▶ [DATA TO PROCESS]
* * *

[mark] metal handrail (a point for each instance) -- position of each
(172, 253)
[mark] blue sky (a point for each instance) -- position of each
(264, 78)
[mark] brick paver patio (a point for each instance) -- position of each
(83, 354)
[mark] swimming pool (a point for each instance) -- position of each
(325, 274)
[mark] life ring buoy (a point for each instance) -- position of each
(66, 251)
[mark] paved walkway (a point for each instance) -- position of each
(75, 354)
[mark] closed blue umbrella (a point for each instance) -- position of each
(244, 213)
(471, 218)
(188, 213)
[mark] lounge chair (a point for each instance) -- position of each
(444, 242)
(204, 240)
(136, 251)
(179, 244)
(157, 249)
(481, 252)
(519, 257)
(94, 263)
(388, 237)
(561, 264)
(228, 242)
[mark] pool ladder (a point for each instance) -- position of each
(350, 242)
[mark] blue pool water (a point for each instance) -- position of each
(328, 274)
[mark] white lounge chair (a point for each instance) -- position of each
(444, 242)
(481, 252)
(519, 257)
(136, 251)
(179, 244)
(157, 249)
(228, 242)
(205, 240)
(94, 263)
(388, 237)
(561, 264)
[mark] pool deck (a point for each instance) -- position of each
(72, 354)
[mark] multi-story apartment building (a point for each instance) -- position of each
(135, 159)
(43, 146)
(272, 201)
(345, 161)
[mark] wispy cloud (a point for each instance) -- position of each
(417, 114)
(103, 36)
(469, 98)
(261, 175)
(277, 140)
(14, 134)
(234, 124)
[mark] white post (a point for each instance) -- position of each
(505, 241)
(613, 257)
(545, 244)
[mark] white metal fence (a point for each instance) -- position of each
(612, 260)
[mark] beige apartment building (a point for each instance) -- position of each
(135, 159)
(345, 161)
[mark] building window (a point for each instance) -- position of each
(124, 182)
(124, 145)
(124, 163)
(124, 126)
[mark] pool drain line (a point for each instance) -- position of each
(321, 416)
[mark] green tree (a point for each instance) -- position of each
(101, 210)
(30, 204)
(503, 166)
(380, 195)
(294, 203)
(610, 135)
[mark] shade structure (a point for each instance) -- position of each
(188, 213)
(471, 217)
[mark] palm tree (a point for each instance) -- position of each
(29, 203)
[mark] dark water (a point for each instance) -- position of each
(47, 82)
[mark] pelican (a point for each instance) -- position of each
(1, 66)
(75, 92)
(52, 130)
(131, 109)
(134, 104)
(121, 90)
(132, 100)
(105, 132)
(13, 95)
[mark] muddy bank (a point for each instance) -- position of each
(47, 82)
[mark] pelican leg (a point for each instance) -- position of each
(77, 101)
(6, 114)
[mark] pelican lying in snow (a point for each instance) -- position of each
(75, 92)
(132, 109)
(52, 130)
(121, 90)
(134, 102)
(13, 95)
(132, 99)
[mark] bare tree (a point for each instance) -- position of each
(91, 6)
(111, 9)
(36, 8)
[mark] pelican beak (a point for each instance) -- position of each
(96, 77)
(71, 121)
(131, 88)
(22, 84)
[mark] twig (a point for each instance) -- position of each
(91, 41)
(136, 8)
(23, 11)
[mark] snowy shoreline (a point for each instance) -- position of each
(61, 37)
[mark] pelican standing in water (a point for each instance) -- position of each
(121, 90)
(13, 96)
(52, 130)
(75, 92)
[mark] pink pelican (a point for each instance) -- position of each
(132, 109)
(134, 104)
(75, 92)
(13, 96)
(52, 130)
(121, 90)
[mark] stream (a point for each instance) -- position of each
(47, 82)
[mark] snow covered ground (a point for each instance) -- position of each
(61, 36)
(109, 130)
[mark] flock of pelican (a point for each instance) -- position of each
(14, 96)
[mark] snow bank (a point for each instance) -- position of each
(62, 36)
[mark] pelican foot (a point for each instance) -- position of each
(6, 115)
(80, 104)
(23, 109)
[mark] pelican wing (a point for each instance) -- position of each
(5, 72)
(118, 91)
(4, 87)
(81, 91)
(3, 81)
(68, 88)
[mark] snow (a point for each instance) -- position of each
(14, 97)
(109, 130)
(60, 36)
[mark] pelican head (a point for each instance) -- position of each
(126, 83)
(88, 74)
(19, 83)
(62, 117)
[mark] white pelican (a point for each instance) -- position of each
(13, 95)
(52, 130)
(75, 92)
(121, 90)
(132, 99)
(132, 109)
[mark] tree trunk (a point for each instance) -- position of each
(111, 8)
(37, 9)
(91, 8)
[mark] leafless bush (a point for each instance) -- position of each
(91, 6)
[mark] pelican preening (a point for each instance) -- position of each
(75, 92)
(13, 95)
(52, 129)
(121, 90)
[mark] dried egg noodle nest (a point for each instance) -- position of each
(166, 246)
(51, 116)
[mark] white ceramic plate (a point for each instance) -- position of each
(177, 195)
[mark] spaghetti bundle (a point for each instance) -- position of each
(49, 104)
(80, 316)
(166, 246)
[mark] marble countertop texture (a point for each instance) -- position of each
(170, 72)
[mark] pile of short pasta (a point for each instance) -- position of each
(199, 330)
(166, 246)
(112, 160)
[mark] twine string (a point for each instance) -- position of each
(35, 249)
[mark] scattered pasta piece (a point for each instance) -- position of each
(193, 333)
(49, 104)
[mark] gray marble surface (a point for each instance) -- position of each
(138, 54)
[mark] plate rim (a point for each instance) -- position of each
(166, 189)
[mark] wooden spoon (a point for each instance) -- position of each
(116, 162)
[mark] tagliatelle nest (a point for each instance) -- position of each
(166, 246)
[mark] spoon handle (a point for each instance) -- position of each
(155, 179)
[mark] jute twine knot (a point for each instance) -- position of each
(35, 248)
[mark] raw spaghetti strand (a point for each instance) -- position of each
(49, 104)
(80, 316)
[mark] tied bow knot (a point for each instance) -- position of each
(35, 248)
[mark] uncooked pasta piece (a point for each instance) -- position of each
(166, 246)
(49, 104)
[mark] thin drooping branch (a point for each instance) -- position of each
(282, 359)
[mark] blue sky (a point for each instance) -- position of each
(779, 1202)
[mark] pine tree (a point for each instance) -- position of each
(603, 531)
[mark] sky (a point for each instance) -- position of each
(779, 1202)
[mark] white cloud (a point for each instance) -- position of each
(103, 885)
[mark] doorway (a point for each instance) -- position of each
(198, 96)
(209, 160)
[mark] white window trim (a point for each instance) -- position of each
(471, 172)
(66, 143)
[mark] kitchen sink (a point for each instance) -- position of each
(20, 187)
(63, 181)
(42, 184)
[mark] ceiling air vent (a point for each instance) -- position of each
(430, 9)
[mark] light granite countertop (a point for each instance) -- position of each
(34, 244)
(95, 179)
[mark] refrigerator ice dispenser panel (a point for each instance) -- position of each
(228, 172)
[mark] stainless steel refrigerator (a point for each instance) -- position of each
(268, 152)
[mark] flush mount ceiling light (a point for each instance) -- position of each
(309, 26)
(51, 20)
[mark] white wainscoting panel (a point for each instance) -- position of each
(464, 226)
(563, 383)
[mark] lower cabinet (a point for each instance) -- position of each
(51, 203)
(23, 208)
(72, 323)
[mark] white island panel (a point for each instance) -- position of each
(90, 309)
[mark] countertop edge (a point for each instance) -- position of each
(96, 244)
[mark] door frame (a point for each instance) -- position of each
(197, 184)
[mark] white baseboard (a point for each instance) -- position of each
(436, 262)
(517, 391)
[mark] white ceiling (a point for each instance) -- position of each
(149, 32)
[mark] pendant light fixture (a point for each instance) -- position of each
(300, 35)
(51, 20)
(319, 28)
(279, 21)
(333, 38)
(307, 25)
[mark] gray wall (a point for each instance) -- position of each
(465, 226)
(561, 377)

* * *

▶ [SHORT EXERCISE]
Please write out, unchanged, the lines of the records above from the one containing "[mark] gray wall" through the last line, including both.

▶ [FULL SOLUTION]
[mark] gray wall (a point for each instance) -- position of each
(465, 226)
(561, 377)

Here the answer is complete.